Vorgegebener Text:

▼

Kommentierung in der ARD-Sportschau: Die Frauenoffensive
Dass eine Frau die Sportschau moderiert, ist bereits der Fall. Mit Stephanie Baczyk kommentiert nun erstmals auch eine Frau die Samstags-Sportschau.
Die Beständigkeit patriarchaler Strukturen ist hinlänglich bekannt. Aber es gibt immer wieder Daten, die selbst die eigentlich Wissenden immer wieder staunen lassen. Etwa, dass das Frauenwahlrecht in der Schweiz erst 1971 eingeführt wurde, dass es in Liechtenstein gar erst 1984 so weit war oder dass der Deutsche Fußball-Bund Frauen 1955 das Fußballspielen verbot und den Beschluss noch weitere 15 Jahre lang aufrechterhielt.
Ähnlich staunen werden die Menschen, die irgendwann auf den 20. Juli 2019 zurückblicken. Denn an diesem Tag teilte die ARD mit, Stephanie Baczyk als erste Frau ins Kommentatorenteam der „Sportschau“ für die Fußball-Bundesliga, dem weitere 17 Männer angehören, aufzunehmen. Die deutsche Nachrichtenagentur dpa stellte geradezu bewundernd fest: „Trotz der teils frauenfeindlichen Kritik an ZDF-Reporterin Claudia Neumann hat auch die ARD nach einer Fußball-Kommentatorin gesucht. Jetzt ist das Erste fündig geworden.“ Sapperlott!
Neumann kommentierte als erste Frau für das ZDF 2016 Männerfußballländerspiele bei der Europameisterschaft in Frankreich und war insbesondere bei ihren WM-Einsätzen 2018 in Russland einem Shitstorm in den sozialen Netzwerken ausgesetzt. Die sexistischen Kommentare, Beschimpfungen und Hass-Attacken nahmen derart üble Ausmaße an, dass das ZDF Strafanzeige gegen die Hetzer einreichte.
Damals schon lobte der ARD-Sportkoordinator Axel Balkausky das ZDF, mit Neumann eine kompetente Kommentatorin aufgebaut zu haben, und zeigte sich „zuversichtlich, dass wir diese Lücke mittelfristig schließen können“. Ein Satz, der einen ebenfalls verwundert zurücklässt, weil er nahelegt, es bräuchte eben nur diese eine Frau, um das Problem der männlichen Monokultur zu beheben.

▲

Schriftliche Aufgabe:
Schreibe den Text über Stephanie Baczyk als erste Kommentatorin der Samstags-Sportschau im Anschluss an seinen letzten Satz weiter.

Einträge:
▼

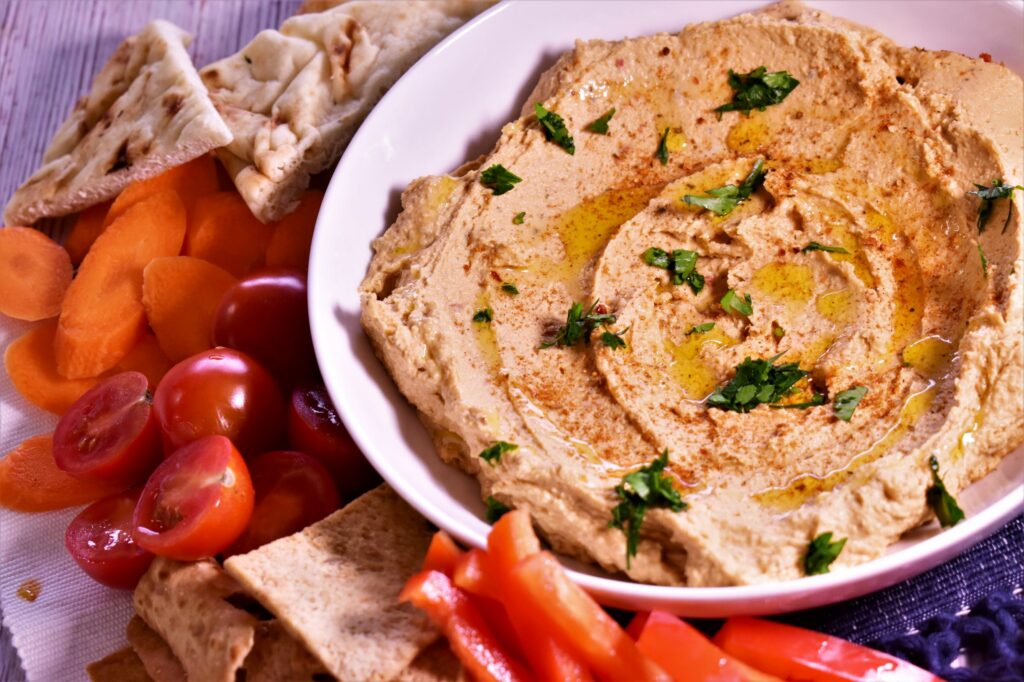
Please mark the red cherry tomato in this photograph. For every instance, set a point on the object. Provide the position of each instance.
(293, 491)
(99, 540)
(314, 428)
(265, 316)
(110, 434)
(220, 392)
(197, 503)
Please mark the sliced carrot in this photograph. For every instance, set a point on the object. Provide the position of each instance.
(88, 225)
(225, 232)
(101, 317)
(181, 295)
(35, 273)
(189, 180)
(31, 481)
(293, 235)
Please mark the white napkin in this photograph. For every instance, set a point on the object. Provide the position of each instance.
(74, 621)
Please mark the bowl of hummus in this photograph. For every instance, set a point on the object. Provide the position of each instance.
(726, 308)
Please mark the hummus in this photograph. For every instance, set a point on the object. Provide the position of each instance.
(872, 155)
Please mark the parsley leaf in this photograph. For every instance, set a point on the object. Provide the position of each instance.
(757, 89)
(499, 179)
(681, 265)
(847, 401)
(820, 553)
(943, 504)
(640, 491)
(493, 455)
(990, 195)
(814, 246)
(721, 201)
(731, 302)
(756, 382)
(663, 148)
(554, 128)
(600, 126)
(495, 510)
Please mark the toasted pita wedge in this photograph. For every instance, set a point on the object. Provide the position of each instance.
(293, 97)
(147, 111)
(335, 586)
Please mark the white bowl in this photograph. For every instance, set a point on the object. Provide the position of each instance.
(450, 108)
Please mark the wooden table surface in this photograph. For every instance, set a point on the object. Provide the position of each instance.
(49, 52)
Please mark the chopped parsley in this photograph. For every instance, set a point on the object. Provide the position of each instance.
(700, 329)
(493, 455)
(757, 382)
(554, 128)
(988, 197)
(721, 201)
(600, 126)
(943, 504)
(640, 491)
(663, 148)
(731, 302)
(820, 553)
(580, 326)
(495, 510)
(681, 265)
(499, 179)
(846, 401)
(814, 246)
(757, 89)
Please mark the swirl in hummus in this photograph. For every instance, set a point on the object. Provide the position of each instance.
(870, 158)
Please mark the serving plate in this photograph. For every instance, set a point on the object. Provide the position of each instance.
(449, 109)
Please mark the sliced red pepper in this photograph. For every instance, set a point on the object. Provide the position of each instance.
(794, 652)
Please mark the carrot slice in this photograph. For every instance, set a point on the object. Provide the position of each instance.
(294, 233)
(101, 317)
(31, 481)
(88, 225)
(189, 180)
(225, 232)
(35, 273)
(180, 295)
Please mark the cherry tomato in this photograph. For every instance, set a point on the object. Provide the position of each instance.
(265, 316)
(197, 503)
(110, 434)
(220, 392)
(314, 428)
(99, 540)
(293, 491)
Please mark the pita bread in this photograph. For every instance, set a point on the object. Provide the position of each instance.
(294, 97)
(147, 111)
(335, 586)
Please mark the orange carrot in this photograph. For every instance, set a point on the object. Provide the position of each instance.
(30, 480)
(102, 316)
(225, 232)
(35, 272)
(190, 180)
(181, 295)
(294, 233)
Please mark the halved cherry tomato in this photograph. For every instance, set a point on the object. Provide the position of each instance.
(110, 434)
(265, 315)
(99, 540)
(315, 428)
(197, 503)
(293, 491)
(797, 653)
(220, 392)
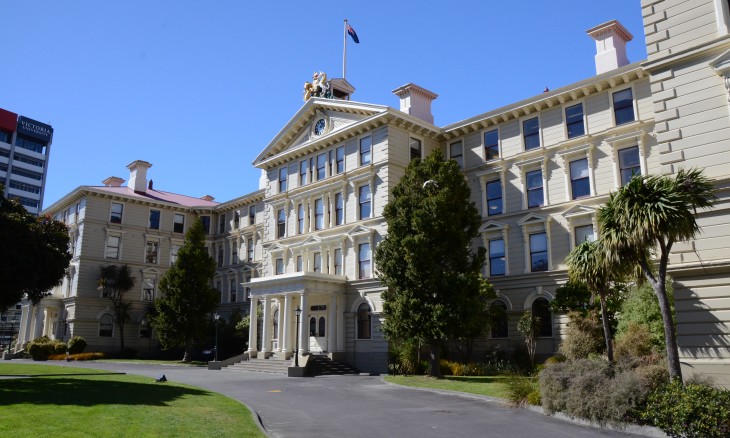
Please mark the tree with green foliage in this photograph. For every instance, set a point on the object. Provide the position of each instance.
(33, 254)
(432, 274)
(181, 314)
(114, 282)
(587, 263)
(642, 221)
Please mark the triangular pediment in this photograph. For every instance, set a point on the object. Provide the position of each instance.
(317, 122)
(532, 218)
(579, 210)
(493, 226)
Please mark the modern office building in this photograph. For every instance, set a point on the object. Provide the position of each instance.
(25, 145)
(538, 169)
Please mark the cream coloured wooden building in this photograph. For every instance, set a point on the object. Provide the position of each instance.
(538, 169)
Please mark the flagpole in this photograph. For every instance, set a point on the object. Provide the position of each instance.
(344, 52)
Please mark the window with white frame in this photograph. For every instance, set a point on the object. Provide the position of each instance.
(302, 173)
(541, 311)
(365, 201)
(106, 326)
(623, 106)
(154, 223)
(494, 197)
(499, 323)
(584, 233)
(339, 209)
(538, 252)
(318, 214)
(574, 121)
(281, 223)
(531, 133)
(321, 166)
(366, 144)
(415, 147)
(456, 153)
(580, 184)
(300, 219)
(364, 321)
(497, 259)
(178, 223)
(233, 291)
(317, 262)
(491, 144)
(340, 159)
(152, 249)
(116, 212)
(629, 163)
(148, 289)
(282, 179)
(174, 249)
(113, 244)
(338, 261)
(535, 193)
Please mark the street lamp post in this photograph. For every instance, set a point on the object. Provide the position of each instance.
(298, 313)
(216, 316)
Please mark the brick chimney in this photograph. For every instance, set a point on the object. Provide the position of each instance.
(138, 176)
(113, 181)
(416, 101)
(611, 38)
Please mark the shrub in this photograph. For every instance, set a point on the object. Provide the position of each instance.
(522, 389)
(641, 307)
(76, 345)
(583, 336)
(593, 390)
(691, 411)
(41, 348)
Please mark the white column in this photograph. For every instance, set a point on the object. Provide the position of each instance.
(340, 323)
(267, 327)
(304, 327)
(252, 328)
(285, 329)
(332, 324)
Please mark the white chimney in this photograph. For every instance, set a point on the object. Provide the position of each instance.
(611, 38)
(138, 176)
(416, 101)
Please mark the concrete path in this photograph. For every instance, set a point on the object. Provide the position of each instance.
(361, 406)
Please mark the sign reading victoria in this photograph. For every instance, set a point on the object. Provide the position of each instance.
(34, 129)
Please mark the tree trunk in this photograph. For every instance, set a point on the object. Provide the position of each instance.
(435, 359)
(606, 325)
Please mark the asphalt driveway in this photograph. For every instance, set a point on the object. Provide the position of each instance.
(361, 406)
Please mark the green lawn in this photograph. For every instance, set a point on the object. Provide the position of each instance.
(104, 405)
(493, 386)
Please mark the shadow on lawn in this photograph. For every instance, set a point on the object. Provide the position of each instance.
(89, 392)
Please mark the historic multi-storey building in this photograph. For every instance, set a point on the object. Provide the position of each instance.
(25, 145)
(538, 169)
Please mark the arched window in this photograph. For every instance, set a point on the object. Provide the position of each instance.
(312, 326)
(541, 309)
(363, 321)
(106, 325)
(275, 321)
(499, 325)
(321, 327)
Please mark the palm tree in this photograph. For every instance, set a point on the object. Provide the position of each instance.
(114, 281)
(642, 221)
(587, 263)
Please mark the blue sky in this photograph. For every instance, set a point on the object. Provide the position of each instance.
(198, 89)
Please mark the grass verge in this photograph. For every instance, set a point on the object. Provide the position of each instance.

▲
▼

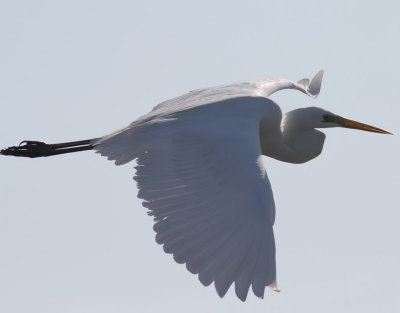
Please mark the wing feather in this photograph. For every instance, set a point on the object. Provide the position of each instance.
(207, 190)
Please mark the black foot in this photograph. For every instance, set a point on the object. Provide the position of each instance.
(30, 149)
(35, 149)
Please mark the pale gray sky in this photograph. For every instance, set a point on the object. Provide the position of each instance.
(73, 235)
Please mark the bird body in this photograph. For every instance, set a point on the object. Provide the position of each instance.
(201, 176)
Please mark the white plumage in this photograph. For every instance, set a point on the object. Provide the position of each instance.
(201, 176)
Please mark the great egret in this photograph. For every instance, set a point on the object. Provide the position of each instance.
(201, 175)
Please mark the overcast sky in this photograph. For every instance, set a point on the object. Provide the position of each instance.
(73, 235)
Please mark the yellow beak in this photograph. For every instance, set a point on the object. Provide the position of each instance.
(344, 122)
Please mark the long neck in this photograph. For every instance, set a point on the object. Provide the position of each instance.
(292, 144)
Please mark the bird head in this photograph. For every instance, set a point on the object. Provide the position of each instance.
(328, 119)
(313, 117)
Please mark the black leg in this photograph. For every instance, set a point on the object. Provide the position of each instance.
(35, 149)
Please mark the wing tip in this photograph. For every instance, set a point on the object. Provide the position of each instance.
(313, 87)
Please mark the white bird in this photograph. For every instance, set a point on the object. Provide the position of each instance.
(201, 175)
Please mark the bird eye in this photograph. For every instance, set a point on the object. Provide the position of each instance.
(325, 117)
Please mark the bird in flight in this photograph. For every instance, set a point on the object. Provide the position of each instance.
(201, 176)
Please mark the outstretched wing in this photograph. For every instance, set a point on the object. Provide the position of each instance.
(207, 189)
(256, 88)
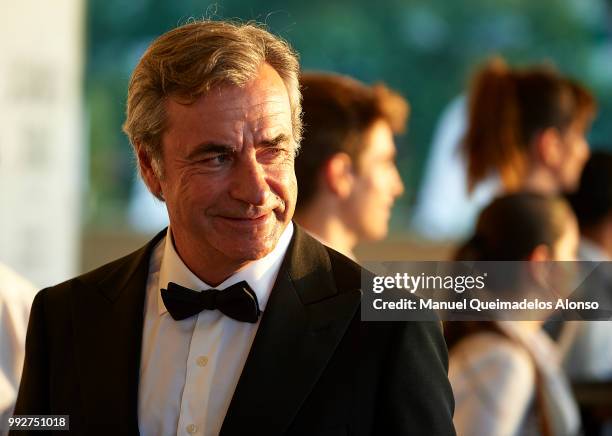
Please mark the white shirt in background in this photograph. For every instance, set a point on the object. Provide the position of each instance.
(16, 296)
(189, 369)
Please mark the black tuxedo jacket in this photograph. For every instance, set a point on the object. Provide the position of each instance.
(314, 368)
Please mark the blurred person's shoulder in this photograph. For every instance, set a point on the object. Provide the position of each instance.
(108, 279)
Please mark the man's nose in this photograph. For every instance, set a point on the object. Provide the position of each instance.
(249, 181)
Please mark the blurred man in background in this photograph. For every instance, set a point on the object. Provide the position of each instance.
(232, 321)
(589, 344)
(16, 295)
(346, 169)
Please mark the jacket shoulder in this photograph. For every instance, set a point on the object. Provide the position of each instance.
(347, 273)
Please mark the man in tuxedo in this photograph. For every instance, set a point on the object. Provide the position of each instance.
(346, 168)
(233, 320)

▲
▼

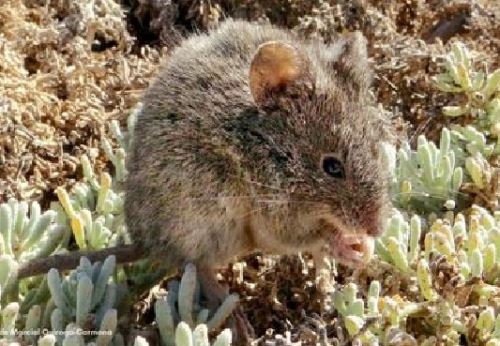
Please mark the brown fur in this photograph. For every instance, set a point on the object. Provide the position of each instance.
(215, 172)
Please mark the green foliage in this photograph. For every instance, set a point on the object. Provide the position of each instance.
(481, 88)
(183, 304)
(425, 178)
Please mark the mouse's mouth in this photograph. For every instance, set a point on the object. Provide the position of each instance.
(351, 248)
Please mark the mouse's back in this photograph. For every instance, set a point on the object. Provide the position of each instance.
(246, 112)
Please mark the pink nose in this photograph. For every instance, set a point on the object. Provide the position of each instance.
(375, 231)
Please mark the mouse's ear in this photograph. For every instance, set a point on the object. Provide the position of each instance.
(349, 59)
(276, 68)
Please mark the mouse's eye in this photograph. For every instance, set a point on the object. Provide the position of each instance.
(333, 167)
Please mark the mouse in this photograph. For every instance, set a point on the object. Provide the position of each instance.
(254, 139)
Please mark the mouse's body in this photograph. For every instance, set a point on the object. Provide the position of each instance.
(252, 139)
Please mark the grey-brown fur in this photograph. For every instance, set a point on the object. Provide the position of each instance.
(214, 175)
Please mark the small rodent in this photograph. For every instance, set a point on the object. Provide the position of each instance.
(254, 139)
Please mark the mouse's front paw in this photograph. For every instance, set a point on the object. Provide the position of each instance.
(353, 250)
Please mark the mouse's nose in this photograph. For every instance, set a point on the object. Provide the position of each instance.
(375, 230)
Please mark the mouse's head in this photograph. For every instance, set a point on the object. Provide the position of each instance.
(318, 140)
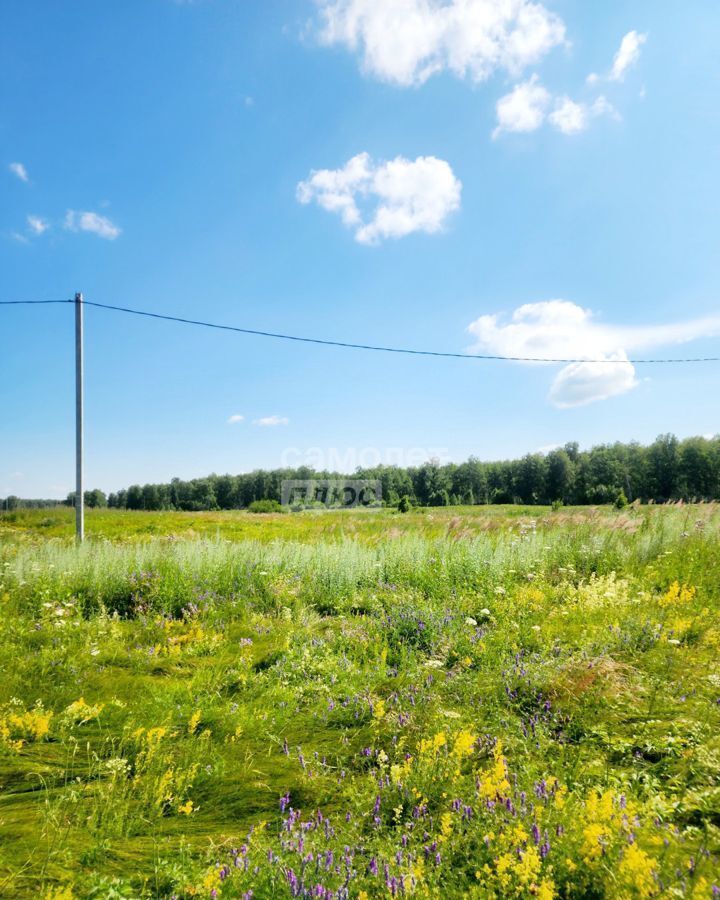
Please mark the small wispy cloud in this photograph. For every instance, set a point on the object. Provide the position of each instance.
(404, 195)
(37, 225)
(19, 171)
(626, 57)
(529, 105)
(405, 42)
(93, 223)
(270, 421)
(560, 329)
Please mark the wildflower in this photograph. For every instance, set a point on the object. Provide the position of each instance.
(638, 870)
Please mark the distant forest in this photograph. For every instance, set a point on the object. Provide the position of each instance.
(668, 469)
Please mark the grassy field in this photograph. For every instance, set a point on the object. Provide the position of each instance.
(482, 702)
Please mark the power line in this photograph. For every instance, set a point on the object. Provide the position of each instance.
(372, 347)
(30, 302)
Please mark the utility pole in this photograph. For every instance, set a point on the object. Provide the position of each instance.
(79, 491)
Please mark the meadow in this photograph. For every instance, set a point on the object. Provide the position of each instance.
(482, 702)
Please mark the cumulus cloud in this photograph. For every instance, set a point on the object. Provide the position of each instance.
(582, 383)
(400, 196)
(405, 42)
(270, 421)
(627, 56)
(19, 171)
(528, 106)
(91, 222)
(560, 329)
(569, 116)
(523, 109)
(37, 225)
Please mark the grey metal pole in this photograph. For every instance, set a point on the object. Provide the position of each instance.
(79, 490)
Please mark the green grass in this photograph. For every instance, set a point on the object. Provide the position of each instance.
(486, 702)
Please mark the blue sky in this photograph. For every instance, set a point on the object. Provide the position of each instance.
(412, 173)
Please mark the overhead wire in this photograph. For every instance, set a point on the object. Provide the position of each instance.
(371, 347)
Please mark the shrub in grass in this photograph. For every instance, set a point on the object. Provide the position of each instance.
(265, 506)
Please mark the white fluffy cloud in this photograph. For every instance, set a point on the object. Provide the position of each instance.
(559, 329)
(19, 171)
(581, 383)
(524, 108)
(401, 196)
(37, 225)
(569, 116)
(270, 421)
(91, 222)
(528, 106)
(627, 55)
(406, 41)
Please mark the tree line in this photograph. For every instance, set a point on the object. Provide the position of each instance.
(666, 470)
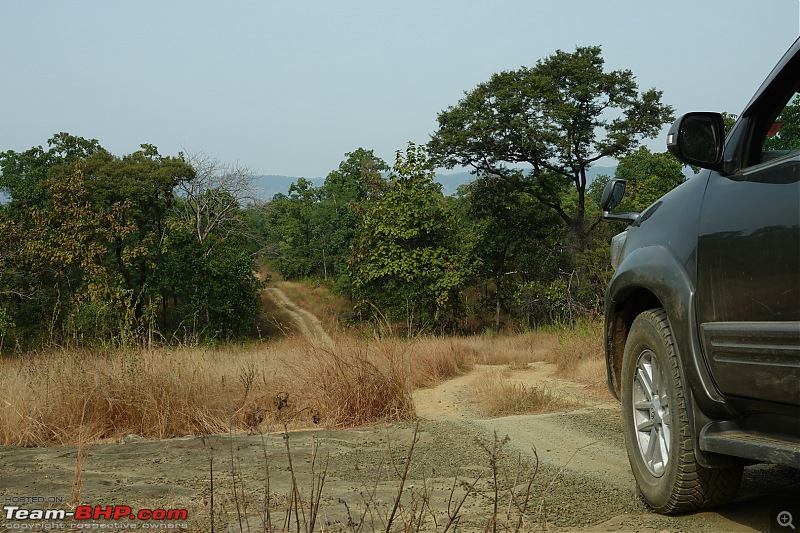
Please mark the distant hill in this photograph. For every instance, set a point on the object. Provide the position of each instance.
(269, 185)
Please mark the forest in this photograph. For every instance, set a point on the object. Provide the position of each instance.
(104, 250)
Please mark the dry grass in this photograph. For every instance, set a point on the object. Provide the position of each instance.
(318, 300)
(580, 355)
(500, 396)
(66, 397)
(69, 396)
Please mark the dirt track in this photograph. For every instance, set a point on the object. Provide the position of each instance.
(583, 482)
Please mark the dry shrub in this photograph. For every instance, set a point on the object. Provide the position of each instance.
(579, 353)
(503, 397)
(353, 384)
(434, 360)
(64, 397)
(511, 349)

▲

Antwort zur Aufgabe:
Shitstorms von männlichen TV-Zuschauern
Frauen als Fußballreporterinnen werden offensichtlich wie eine seltene, zu züchtende Spezies betrachtet, und eine jede Redaktion schätzt sich glücklich, wenn sie so ein Vorzeigeexemplar präsentieren kann. Dass die erste Frau, die eine Profifußballmännerpartie live im Fernsehen kommentierte, ausgerechnet auf Initiative von Sky und der Sport-Bild („Wir wollen deine Stimme“) gecastet wurde, verstärkt diesen Eindruck. Christina Graf setzte sich damals gegen 1.200 Konkurrentinnen durch und kommentierte im Februar 2013 als erste Frau ein Spiel der Zweiten Fußball-Bundesliga zwischen Jahn Regensburg und Hertha BSC Berlin live im Fernsehen. Angestellt bei Sky blieb sie allerdings nur bis 2018.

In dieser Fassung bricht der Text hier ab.